EXERCISE PROMPT » Apart from the pictures, every line below is to be set down exactly.

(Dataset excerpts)
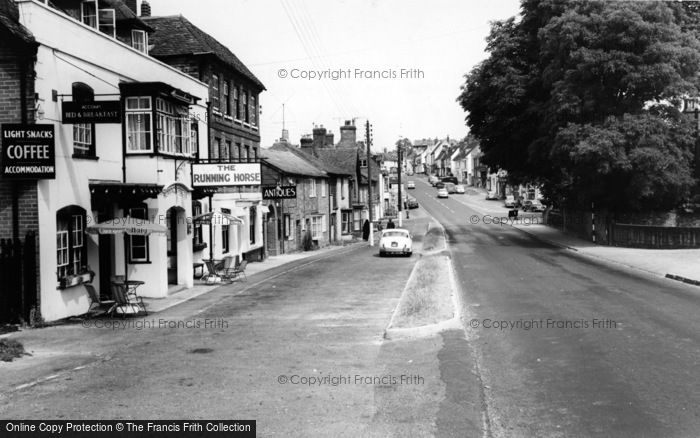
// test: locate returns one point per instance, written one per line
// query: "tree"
(561, 93)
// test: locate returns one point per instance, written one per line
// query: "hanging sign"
(28, 151)
(279, 192)
(103, 111)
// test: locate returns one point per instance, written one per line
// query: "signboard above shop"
(103, 111)
(226, 174)
(28, 151)
(279, 192)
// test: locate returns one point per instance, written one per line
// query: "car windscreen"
(394, 234)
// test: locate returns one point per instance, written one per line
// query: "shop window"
(215, 92)
(227, 99)
(173, 128)
(236, 109)
(225, 233)
(139, 40)
(252, 217)
(346, 222)
(139, 124)
(197, 233)
(138, 245)
(71, 251)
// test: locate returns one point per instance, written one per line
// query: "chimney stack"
(145, 9)
(348, 135)
(319, 137)
(131, 4)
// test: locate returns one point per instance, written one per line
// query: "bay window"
(139, 124)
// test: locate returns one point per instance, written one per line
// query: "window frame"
(143, 40)
(146, 112)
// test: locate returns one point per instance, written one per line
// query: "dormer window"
(139, 40)
(108, 23)
(88, 13)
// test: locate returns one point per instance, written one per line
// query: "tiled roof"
(175, 35)
(9, 23)
(343, 161)
(288, 162)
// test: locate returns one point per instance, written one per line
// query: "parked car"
(395, 241)
(452, 179)
(511, 202)
(533, 206)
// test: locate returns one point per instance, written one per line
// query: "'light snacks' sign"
(28, 151)
(226, 174)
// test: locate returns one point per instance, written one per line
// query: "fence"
(18, 293)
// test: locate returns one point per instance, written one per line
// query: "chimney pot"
(145, 9)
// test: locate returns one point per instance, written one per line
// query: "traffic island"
(428, 304)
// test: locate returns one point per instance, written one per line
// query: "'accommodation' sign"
(103, 111)
(226, 174)
(279, 192)
(28, 151)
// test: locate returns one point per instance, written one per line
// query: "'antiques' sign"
(28, 151)
(279, 192)
(103, 111)
(226, 174)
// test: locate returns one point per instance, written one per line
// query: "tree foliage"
(583, 96)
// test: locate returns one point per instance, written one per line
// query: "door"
(172, 246)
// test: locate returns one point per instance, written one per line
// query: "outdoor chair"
(95, 299)
(125, 301)
(238, 271)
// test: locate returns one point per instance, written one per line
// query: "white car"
(395, 241)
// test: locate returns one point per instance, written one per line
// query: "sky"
(397, 63)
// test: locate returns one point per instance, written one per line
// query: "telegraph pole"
(399, 147)
(368, 138)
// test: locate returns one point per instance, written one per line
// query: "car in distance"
(533, 206)
(396, 241)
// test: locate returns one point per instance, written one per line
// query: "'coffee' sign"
(226, 174)
(279, 192)
(103, 111)
(28, 152)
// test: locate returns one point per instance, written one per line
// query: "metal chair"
(238, 271)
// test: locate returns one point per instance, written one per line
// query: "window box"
(74, 280)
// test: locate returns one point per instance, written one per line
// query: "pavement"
(676, 264)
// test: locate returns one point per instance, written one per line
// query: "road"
(566, 346)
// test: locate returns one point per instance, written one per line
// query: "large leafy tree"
(583, 95)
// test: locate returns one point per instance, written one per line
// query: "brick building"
(233, 121)
(18, 198)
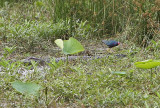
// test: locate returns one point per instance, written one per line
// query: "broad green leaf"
(59, 43)
(72, 46)
(26, 88)
(147, 64)
(118, 73)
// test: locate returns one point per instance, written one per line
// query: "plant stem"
(151, 76)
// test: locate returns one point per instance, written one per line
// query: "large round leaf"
(147, 64)
(26, 88)
(72, 46)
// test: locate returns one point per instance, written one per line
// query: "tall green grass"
(133, 19)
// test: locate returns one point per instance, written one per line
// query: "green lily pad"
(118, 73)
(147, 64)
(27, 88)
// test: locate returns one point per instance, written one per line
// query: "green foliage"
(27, 88)
(119, 73)
(147, 64)
(70, 46)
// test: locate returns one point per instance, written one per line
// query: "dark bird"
(111, 43)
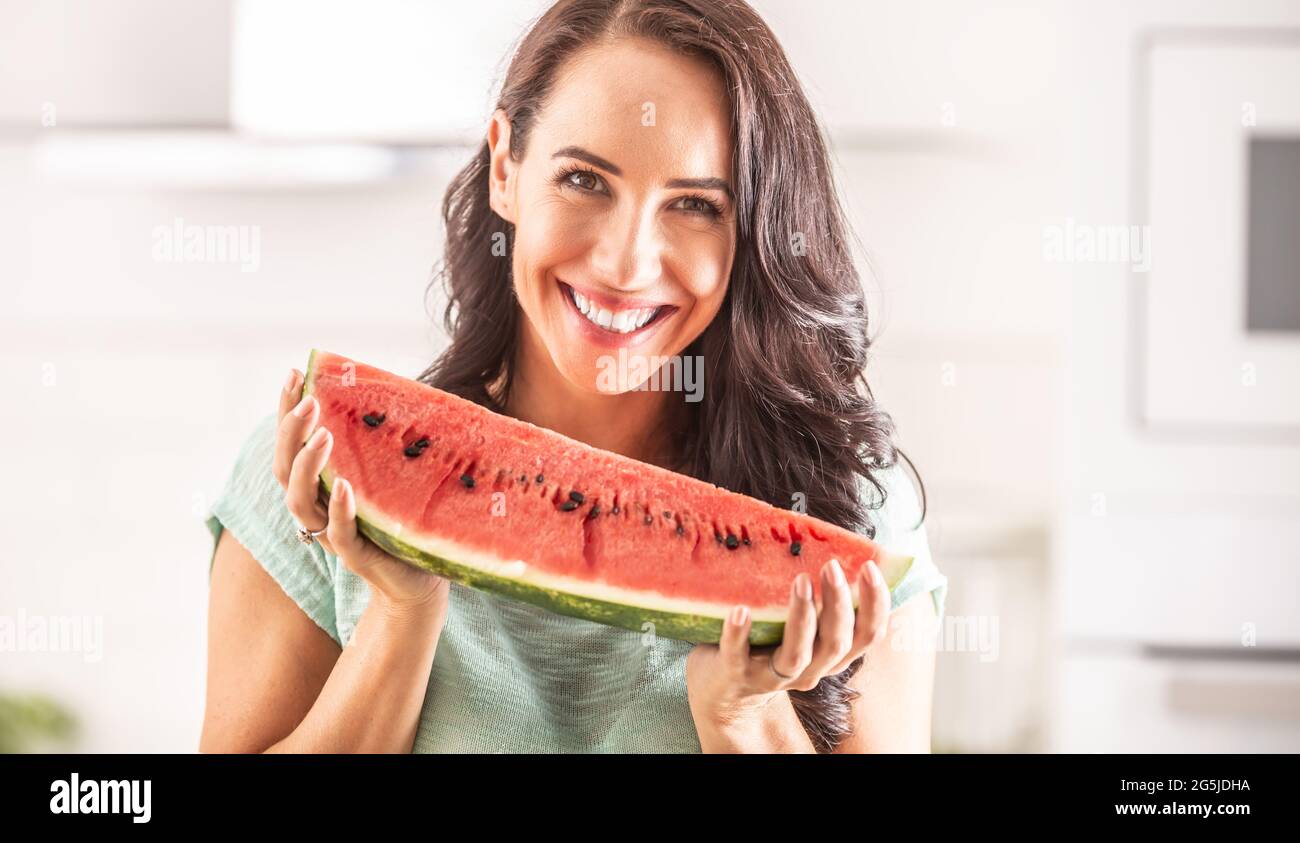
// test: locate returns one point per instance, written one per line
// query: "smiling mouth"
(620, 321)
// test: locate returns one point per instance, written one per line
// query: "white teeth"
(622, 321)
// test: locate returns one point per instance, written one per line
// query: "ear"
(502, 169)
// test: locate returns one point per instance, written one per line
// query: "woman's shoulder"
(900, 528)
(251, 506)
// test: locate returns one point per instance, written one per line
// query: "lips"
(612, 316)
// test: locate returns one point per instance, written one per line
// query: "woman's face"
(623, 211)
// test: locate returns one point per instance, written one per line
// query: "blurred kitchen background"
(1080, 227)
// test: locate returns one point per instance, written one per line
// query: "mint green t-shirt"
(510, 677)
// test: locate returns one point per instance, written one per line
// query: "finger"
(290, 394)
(733, 644)
(293, 432)
(302, 495)
(796, 651)
(872, 612)
(835, 623)
(349, 544)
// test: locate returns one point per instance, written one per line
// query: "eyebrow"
(596, 160)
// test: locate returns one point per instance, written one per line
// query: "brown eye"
(584, 180)
(700, 204)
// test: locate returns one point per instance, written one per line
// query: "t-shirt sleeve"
(898, 530)
(252, 508)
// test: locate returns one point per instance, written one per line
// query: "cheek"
(706, 279)
(547, 234)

ANSWER SECTION »
// test: locate returns one point per instance, written one per line
// query: "tree"
(561, 93)
// test: locate returns one point per instance, written one per line
// query: "hanging sign"
(28, 151)
(279, 192)
(103, 111)
// test: locate returns one point per instance, written one per line
// query: "signboard above shop"
(103, 111)
(226, 174)
(28, 151)
(279, 192)
// test: locate returns one point per instance, written one per line
// query: "car windscreen"
(394, 234)
// test: locate returns one point per instance, written one per line
// query: "shop window"
(215, 92)
(227, 99)
(173, 128)
(236, 109)
(225, 233)
(139, 40)
(252, 217)
(346, 222)
(139, 124)
(197, 233)
(138, 245)
(71, 251)
// test: locate returns one point per instance, written one per line
// query: "chimney stack"
(145, 9)
(348, 135)
(319, 137)
(131, 4)
// test: locate returns one point per instance, written one per line
// query: "bay window"
(139, 124)
// test: locate returns one point per instance, written one per line
// query: "window frame"
(143, 40)
(146, 112)
// test: locate returns one point per instance, written one per line
// query: "dormer window"
(139, 40)
(108, 23)
(88, 13)
// test: locate returns one point per instance, written one per line
// query: "tiled roof"
(175, 35)
(9, 23)
(343, 161)
(288, 162)
// test: locate returns one point per instance, written one per line
// query: "parked car"
(395, 241)
(452, 179)
(511, 202)
(533, 206)
// test: locate returns one point per instance, written one per line
// query: "'light snacks' sign"
(28, 151)
(226, 174)
// test: locate returns one point per instance, written one per line
// query: "fence"
(18, 293)
// test: locate returns one point per instance, written one per line
// query: "chimney pot"
(145, 9)
// test: locate returns one point per instance, written one per line
// query: "traffic island"
(428, 304)
// test: locate returns one point per instance, written one per line
// query: "'accommodation' sign"
(103, 111)
(226, 174)
(279, 192)
(28, 151)
// test: locate returns one point per instance, written one per line
// query: "'antiques' sign"
(28, 151)
(279, 192)
(103, 111)
(226, 174)
// test: locate returns one point per instance, written one per line
// query: "tree foliage"
(583, 96)
// test: locate returns one point per instance, written one per line
// query: "door"
(172, 246)
// test: locate returns one point per instance, written one per line
// query: "outdoor chair"
(95, 299)
(125, 301)
(238, 271)
// test: locate returns one point per instance, written one per line
// query: "white car"
(395, 241)
// test: locate returns one point per instance, written one per line
// query: "sky"
(397, 63)
// test: locate returns one point per instance, written one per line
// query: "telegraph pole"
(399, 147)
(368, 138)
// test: locate returns one point per instance, written one per line
// query: "car in distance"
(533, 206)
(396, 241)
// test: locate returns one point per instance, written one per line
// query: "'coffee' sign"
(226, 174)
(279, 192)
(103, 111)
(28, 152)
// test: locate returns one point per instance, written one per line
// query: "metal chair"
(238, 271)
// test: locate returns one point per instance, written one per line
// query: "window box"
(74, 280)
// test: locate returns one point per instance, written one per line
// query: "pavement"
(676, 264)
// test: locate returns one point per instance, written one per line
// query: "road"
(566, 346)
// test: locate returns one point per instance, written one per line
// query: "large leafy tree"
(583, 95)
// test: locate returns one point per instance, written one per line
// query: "brick building"
(233, 121)
(18, 198)
// test: locate returns one point per instance, written one per line
// query: "broad green leaf"
(59, 43)
(72, 46)
(26, 88)
(147, 64)
(118, 73)
// test: locate returns one point per instance, written one per line
// query: "plant stem"
(151, 76)
// test: locate returns one point per instance, written one per line
// query: "large round leaf"
(147, 64)
(26, 88)
(72, 46)
// test: locate returns one point per instance, written one per line
// query: "tall green grass"
(133, 19)
// test: locate returns one point per instance, written one per line
// query: "green lily pad"
(118, 73)
(147, 64)
(27, 88)
// test: locate returns one point per instance, written one per line
// query: "green foliage"
(27, 88)
(119, 73)
(147, 64)
(70, 46)
// test: locate returns one point per instance, written one per line
// query: "dark bird"
(111, 43)
// test: locate returns one point per instance, written one per line
// query: "smiling mouth"
(620, 321)
// test: locate returns one point per instance, written one per line
// query: "white teeth"
(622, 321)
// test: locate returns one point per instance, written one per line
// query: "ear"
(502, 169)
// test: locate returns one point per instance, written one per line
// query: "woman's shoulder"
(900, 528)
(251, 506)
// test: locate returns one point per instance, written one per line
// query: "lips"
(612, 316)
// test: locate returns one point per instance, written one per line
// query: "woman's face"
(623, 211)
// test: locate returns one point per instance, written one per line
// query: "blurred kitchen background"
(1080, 227)
// test: locate returns one point per instance, written one per line
// query: "mint green t-shirt"
(510, 677)
// test: locate returns one point per instance, written one per line
// query: "finger"
(290, 394)
(733, 644)
(293, 432)
(302, 495)
(796, 651)
(872, 612)
(835, 623)
(349, 544)
// test: locate returns one point per instance, written one per line
// query: "eyebrow"
(596, 160)
// test: locate returns one point per instance, written one per line
// query: "brown eye"
(584, 180)
(700, 204)
// test: locate returns one point per instance, written one per line
// query: "t-shirt sleeve"
(898, 530)
(252, 508)
// test: locate returns one point per instance, written one per line
// query: "cheek"
(706, 279)
(547, 234)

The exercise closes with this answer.